** EXERCISE TEXT **
Anyone can experience mental health difficulties and it is recognised that life’s transition points can be especially challenging. For example, the unfamiliar environment of higher education, combined with the demands of self-directed study can be very stressful, especially for those who already have underlying mental health problems. Therefore, the University of Wolverhampton takes the mental health of its students and staff very seriously.
If you are a student experiencing a mental health or wellbeing difficulty and require support we can provide free, confidential and non-judgmental support including:
- Online Self-help resources
- Appointments with a mental health practitioner
- Referrals to other support in the University and to support services in the community
We help with a variety of personal difficulties which include: anxiety, confidence, depression, homesickness, suicidal thoughts, eating disorders, cultural issues, identity, trauma, loss/bereavement, relationships or work/life/study balance.
We have different specialist practitioners within the team - including counsellors and other mental health specialists. After you have registered with us, we may invite you to a 1:1 appointment with a member of our team.

[Descriptions of regions in natural language]
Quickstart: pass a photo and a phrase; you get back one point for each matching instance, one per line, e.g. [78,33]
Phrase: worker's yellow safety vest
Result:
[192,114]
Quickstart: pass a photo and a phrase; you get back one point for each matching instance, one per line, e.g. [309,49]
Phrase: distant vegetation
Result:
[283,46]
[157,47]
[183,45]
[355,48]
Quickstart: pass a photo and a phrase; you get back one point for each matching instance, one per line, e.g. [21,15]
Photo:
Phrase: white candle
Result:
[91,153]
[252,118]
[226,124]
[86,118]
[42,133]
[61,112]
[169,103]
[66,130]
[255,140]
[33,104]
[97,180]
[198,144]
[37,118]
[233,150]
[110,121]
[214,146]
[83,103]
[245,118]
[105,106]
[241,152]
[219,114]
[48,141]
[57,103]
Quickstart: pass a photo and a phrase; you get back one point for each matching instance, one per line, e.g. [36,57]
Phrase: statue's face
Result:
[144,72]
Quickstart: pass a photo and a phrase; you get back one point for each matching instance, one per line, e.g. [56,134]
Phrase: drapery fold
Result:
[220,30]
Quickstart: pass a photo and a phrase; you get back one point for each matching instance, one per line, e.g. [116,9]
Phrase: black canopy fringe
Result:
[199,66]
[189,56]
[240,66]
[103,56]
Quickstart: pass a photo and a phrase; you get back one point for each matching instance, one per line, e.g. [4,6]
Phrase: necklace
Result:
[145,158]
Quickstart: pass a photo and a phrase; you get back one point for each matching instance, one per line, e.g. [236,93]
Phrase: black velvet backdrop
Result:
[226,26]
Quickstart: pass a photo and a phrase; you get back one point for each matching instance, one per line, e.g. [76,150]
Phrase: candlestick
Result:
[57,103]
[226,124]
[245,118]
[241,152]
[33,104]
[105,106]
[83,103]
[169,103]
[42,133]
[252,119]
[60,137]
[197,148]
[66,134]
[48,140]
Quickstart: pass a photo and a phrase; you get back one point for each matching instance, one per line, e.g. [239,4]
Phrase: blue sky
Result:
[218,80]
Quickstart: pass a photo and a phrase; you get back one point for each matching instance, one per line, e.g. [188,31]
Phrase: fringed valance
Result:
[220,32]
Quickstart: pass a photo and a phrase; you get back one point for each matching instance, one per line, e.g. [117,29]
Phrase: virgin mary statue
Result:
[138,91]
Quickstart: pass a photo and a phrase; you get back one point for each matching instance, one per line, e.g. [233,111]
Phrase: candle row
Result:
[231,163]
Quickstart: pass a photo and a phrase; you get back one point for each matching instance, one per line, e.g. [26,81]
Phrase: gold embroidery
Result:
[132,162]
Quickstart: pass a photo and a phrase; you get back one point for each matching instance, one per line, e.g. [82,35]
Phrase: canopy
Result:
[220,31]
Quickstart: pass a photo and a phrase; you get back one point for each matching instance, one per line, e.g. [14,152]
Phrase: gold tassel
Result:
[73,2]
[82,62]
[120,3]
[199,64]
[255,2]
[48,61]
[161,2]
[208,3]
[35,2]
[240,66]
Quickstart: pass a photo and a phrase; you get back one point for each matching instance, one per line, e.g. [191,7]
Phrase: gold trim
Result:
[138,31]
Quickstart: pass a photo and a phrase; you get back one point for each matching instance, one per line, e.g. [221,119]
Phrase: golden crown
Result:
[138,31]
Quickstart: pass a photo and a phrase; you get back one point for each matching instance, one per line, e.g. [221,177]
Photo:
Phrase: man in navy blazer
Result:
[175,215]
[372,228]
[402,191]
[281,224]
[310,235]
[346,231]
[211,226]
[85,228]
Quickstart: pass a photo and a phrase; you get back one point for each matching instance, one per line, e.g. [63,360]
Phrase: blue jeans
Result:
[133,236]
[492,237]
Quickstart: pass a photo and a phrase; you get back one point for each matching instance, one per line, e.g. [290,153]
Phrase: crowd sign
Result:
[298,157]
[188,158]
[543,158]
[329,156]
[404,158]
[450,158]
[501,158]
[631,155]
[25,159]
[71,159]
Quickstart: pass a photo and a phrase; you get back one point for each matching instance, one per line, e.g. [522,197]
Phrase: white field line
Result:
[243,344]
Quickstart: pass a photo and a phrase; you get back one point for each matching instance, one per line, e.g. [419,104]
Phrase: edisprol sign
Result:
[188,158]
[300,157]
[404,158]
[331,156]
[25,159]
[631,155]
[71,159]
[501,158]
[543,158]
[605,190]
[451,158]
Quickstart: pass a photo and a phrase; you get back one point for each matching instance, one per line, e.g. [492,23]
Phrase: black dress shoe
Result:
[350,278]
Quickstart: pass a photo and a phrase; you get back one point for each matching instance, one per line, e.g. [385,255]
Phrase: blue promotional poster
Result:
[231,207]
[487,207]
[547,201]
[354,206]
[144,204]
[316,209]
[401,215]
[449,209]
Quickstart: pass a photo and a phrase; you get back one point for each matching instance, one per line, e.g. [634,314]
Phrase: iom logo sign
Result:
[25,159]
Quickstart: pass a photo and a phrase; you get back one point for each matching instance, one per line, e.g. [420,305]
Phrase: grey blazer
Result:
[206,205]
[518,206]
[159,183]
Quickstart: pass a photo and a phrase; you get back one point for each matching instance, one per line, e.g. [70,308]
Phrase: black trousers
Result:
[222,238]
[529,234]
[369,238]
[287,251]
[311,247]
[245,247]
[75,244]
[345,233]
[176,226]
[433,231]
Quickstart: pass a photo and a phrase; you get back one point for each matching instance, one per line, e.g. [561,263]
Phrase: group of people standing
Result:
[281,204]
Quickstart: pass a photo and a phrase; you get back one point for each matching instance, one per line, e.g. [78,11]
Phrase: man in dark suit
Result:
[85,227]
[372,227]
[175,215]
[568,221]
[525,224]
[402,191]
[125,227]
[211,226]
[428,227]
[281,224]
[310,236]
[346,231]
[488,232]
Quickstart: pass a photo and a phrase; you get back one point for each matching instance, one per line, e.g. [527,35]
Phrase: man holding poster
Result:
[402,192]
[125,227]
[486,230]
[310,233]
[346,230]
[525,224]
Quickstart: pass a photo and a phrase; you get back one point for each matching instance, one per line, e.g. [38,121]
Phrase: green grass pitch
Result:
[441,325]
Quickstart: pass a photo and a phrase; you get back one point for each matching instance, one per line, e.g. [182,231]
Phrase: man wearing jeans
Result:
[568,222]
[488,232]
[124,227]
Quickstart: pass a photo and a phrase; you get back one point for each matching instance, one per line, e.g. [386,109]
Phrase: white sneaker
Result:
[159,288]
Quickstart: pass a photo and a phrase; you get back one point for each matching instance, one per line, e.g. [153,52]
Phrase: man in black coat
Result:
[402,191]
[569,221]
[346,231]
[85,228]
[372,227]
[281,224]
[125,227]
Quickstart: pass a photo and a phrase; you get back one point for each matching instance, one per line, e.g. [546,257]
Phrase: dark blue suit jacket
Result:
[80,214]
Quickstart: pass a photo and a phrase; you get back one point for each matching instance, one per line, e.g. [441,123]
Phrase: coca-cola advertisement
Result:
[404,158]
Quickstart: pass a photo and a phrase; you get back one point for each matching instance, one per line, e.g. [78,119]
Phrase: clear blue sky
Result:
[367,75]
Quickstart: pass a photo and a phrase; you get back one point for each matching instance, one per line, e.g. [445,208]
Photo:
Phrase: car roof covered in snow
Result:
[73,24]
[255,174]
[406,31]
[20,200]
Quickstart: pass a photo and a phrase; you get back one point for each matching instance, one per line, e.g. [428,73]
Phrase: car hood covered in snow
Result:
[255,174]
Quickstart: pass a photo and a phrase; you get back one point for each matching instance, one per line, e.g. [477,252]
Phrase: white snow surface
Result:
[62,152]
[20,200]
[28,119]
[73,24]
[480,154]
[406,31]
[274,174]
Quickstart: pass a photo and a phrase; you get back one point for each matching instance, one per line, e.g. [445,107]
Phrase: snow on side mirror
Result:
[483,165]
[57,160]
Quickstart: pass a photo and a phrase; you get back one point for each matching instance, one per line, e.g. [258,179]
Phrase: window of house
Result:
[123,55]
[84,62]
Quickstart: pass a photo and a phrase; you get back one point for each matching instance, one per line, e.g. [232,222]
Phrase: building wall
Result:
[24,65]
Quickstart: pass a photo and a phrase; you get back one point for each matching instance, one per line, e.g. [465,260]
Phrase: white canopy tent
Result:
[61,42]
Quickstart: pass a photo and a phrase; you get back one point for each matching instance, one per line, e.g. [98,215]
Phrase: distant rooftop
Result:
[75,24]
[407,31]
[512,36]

** YOUR TASKS **
a) Summarize the text on student mental health support in two sentences.
b) Write a continuation of the text on student mental health support, beginning after its final sentence.

** ANSWERS PER TASK **
a) Because life transitions such as entering higher education can be especially stressful, the University of Wolverhampton takes the mental health of its students and staff very seriously. It offers students free, confidential and non-judgmental support for a range of difficulties, including online self-help resources, appointments with a mental health practitioner and referrals to other services, and after registering, a student may be invited to a 1:1 appointment with a team member.

b)
Meeting with one of our counsellors or mental health practitioners is about making a positive choice to get help from someone who is not involved in any aspect of your life. It offers you the chance to focus on and understand your difficulties.
We will listen, offer support and understanding, while at the same time be accepting of your values, attitudes and life-style in a non-judgemental way.
Our 1:1 work with you is confidential except in rare circumstances – for example, when someone may be in serious danger. In these rare instances we will seek to discuss any potential sharing of confidential information with you in advance (see a copy of our MHWT Student Agreement Form for more information).
If you are allocated an appointment, our focus will be on developing your strengths, skills and resources to cope. We help you to find the answers.
If you are worried about a friend or family member - for example your son or daughter - who s studying with us at university, please encourage them to seek help and share with them the link to our online registration form.
Please go to Advice for a concerned parent/carer or friend webpage for further information.
Students with a diagnosed mental health condition may be eligible for Disabled Students’ Allowance (DSA) funded support. If you think you are eligible for DSA, we recommend you apply before you are due to arrive at University. For example, DSA can pay for one-to-one mentoring or study skills support.
You can apply for DSA whether you are applying for university or already a current student. You can find more information on our Students with Disabilities and SpLD page.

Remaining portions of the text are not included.